_ЗАДАНИЯ_:
(A) Ответьте по тексту о Сологубе на три вопроса:
(i) Кому посвящена единственная мемориальная доска на здании на Ждановке?
(ii) Какую годовщину творчества Сологуба отмечали в Александринке?
(iii) Что громко сказал Сологуб Андрею Белому?
(B) Переведите на английский предложение из текста о Сологубе: «Через несколько минут на огромной сцене театра рядом с прославленным поэтом оказался ветхий старик».

_ТЕКСТ_:

На Смоленское кладбище, после панихиды в Союзе писателей (Фонтанка, 50), поэта понесут из дома на Ждановке. Но доска мемориальная, между прочим, висит на этом здании, заметьте, одна – только Алексею Толстому. А вторая, Сологубу, так и не появилась.
…Всю жизнь в нем жил учитель. Он, например, любил ходить босиком. Даже в последние годы жизни на Ждановке в иные теплые летние ночи он выходил на улицу только для того, чтобы походить босиком по остывающему асфальту. Так вот, он, учитель, или, лучше, сказать – проповедник, вдруг скажет в те годы своему знакомому: «Люди будут счастливы, когда все дети будут ходить босыми…» А кроме того, Чуковский приведет странные для ненавистника Советов слова поэта. Оказывается, он, заметьте, одобрительно отзывался о пионерах и комсомольцах: «Все, что в них плохого, это исконное, русское, а все новое в них – хорошо. Я вижу их: дисциплина, дружба, веселье, умеют работать…»
Учитель – это, наверное, навсегда. В Александринке, в пышном театре (пл. Островского, 2), Сологуба незадолго до смерти чествовали. Праздновали сорокалетие его творчества. Сологуб, вспоминал Оцуп, скучал на сцене, поморщился, когда к нему бросился Андрей Белый и восторженно стиснул руку. «Вы делаете мне больно», – громко сказал Сологуб. И почти
сразу после этого откуда-то сверху, с галерки, раздался вдруг крик: «Федя, и я хочу обнять тебя!..»Кричал школьный учитель Феди Тетерникова. Через несколько минут на огромной сцене театра рядом с прославленным поэтом оказался ветхий старик. Седые ученик и учитель радостно обнялись и крепко поцеловались…
ПЕТЕРБУРГ СЕРГЕЯ ЕСЕНИНА
Песни, песни, о чем вы кричите?

_МАТЕРИАЛ_:
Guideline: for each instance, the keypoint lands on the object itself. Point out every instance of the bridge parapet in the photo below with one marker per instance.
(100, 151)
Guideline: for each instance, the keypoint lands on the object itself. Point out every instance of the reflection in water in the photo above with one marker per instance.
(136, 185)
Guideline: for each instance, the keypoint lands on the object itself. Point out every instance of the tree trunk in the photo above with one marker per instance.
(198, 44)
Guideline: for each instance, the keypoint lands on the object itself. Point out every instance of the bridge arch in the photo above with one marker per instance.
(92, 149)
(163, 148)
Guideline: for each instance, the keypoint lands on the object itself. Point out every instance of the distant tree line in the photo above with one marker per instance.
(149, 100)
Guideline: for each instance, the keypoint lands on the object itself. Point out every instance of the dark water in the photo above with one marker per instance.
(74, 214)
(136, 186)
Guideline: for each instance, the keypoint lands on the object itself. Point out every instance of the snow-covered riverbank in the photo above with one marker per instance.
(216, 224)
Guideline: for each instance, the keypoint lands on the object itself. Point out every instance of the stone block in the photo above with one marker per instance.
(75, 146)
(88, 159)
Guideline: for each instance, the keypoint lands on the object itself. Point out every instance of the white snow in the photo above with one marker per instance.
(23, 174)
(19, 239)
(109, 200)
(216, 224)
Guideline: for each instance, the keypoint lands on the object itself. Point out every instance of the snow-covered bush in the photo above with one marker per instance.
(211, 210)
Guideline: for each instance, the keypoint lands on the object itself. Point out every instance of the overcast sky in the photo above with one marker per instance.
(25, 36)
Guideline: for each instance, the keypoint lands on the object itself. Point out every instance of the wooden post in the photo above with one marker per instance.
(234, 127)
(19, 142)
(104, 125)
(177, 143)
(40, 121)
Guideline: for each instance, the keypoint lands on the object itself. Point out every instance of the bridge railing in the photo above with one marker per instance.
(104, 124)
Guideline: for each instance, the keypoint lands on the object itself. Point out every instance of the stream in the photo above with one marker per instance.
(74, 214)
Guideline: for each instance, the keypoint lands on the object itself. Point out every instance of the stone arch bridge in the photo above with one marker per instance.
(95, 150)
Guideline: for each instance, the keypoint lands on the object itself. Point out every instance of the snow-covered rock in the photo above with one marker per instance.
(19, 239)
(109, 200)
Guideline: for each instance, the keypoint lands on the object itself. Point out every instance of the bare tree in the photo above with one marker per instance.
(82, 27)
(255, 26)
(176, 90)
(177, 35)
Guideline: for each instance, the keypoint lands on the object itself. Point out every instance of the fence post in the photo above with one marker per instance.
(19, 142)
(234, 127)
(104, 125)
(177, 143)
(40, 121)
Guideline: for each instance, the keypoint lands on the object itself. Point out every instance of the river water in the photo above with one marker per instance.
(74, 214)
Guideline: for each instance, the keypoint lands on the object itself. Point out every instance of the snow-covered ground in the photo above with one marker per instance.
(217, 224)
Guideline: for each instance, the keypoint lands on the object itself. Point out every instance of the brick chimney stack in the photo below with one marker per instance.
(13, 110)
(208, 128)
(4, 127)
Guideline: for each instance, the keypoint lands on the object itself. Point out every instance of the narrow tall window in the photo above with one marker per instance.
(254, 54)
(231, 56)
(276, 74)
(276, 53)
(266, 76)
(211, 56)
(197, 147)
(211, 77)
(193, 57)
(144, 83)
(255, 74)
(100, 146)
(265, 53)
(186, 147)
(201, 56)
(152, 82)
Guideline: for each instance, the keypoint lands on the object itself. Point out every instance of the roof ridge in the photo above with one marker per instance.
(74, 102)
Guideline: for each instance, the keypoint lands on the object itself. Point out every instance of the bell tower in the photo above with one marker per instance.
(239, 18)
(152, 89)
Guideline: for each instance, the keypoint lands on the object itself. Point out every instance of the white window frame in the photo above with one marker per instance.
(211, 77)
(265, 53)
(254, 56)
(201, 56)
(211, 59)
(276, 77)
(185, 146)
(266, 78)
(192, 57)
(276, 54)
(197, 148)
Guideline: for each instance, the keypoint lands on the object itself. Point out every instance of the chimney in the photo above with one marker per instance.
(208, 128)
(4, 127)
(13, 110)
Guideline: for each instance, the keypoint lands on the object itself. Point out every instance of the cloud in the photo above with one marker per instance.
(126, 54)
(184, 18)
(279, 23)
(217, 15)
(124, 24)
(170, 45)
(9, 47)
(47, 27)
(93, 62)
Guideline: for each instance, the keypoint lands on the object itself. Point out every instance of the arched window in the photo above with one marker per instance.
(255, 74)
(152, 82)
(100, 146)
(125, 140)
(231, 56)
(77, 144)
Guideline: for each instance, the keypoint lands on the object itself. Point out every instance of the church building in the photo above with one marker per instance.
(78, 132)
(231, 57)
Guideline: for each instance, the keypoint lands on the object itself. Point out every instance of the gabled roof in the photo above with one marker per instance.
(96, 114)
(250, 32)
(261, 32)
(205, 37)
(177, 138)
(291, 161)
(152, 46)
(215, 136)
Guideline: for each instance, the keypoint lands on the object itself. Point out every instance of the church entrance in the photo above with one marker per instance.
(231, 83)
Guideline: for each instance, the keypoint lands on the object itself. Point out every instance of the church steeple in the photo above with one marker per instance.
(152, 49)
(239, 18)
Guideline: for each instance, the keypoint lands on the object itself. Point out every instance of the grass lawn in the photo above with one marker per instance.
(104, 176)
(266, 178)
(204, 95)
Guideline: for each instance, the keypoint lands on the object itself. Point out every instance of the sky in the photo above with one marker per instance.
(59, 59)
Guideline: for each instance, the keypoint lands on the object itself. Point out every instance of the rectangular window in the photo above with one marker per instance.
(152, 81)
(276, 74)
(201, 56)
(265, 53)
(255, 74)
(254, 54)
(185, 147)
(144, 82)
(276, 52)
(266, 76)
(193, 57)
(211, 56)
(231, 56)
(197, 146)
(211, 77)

_ОТВЕТЫ ПО ПОРЯДКУ_:
(A)
(i) Алексею Толстому.
(ii) Сорокалетие.
(iii) «Вы делаете мне больно».

(B) A few minutes later, a frail old man appeared on the theater's enormous stage beside the celebrated poet.